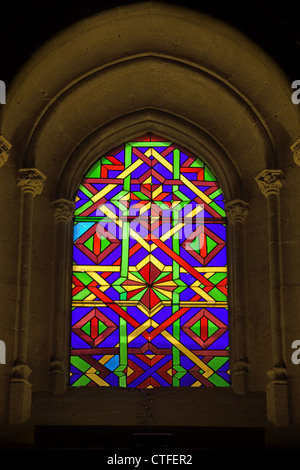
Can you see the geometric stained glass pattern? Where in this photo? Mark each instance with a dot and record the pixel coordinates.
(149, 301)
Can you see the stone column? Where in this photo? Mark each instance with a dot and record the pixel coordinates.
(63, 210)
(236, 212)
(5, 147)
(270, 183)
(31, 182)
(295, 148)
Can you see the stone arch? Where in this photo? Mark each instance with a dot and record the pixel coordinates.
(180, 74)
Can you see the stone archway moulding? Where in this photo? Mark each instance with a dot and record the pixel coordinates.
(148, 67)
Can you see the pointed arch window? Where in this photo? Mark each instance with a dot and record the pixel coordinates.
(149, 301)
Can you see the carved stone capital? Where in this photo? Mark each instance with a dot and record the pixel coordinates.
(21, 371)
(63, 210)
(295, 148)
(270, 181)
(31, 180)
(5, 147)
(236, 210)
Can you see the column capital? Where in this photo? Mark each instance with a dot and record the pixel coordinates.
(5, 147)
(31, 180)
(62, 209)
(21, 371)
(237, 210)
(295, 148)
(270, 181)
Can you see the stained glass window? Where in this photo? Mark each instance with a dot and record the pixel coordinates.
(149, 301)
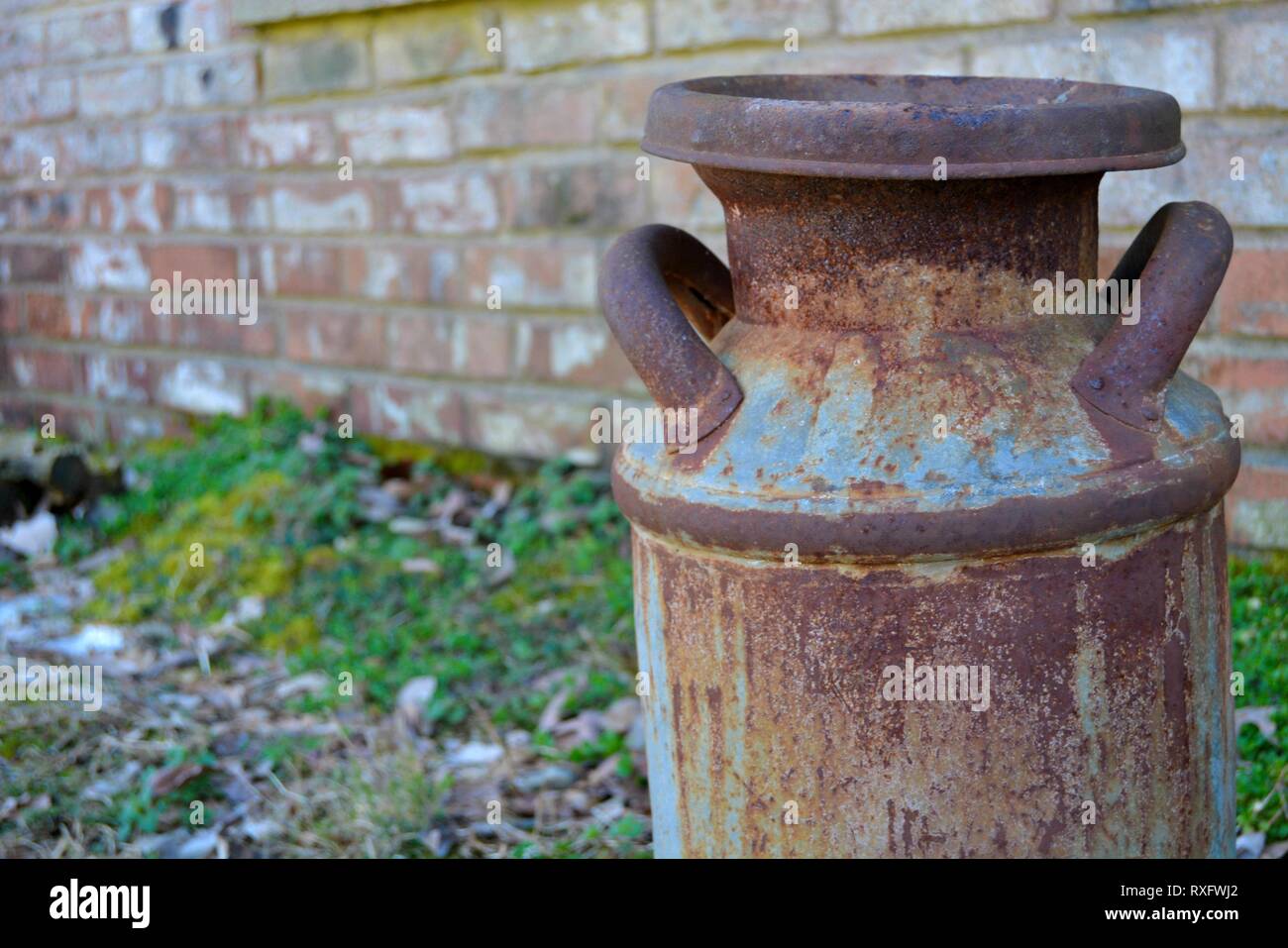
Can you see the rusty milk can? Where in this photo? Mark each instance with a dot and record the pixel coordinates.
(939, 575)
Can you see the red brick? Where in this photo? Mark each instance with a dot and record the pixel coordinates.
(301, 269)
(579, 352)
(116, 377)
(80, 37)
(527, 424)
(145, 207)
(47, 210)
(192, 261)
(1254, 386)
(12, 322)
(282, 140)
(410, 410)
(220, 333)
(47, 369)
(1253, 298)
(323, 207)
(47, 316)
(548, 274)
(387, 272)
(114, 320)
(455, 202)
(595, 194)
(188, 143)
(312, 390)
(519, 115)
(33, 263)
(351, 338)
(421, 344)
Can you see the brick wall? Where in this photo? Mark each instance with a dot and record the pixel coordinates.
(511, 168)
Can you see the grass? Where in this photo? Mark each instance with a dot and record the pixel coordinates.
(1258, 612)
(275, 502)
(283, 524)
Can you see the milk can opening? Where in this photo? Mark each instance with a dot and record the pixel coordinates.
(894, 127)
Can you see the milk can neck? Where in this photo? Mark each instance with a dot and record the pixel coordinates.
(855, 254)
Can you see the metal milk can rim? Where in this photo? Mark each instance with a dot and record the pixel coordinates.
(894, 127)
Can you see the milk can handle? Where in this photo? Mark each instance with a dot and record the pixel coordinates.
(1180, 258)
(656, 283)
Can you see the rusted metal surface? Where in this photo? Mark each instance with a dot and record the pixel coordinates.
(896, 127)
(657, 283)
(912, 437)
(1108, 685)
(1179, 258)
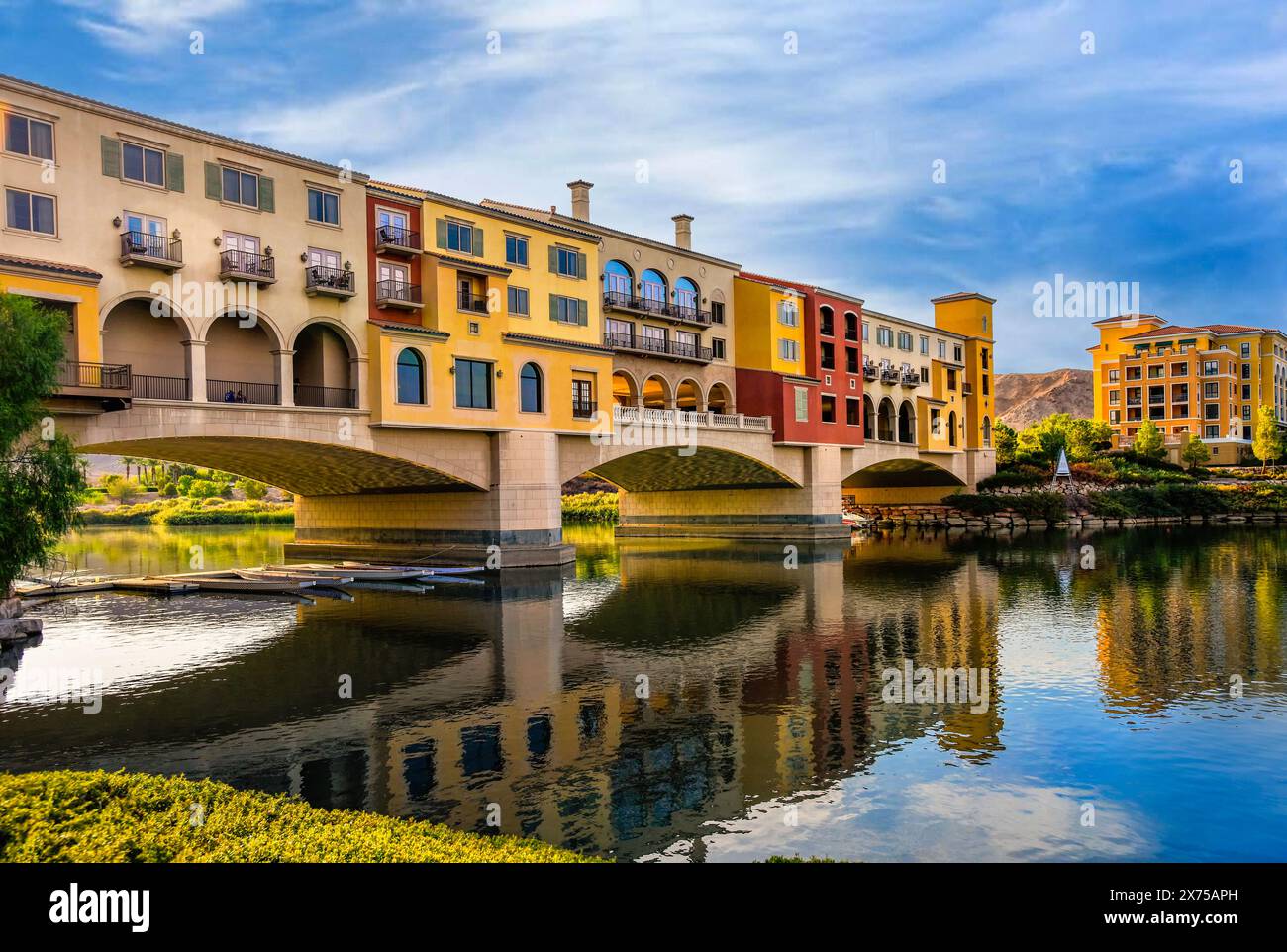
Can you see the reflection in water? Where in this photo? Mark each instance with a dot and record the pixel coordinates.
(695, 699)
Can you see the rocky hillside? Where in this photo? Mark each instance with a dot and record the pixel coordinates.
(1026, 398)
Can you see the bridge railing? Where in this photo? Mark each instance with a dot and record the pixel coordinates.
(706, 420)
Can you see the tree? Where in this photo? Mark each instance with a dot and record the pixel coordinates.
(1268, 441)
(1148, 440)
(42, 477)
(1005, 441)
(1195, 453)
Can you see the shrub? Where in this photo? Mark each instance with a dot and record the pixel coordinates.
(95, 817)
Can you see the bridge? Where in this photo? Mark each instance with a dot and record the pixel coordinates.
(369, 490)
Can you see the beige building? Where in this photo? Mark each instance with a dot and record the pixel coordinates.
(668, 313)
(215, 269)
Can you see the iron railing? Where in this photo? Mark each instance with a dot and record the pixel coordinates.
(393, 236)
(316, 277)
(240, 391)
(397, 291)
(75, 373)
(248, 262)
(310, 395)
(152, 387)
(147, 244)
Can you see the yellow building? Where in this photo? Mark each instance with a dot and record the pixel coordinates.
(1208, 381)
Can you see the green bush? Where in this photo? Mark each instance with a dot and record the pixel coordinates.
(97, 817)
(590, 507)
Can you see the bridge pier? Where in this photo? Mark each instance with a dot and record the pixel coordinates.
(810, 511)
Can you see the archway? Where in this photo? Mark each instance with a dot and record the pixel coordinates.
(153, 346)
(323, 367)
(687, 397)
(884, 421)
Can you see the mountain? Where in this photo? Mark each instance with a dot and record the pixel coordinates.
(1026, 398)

__________________________________________________

» WHAT TO PRODUCE
Give the listing, starting at the line containing "Can you see the yellow" and ending at the end of the listing, as a two-column CSV with the headers text and points. Each row should pair one line of text with all the coordinates below it, with both fields quoted and line breaks replaced by spaces.

» ANSWER TO THE EXERCISE
text,points
"Can you see the yellow building? Where in this photo? Mark each instance with a dot and record the pixel coordinates.","(1208, 381)"
"Can you see the green bush? Where in this photo? Mark each instance with a dot and record the pixel coordinates.","(97, 817) (590, 507)"
"Can you see the bridge pier? Where in this photo? Mark each instance with a dot and record the pixel coordinates.","(810, 511)"
"Can you see the archway? Where in this photo? Mark each instance with a dot and record the pixel coordinates.","(153, 346) (323, 367) (687, 397) (884, 421)"
"Can you see the mountain? Where in this photo? Mark each instance with a dot and record the pixel coordinates.","(1026, 398)"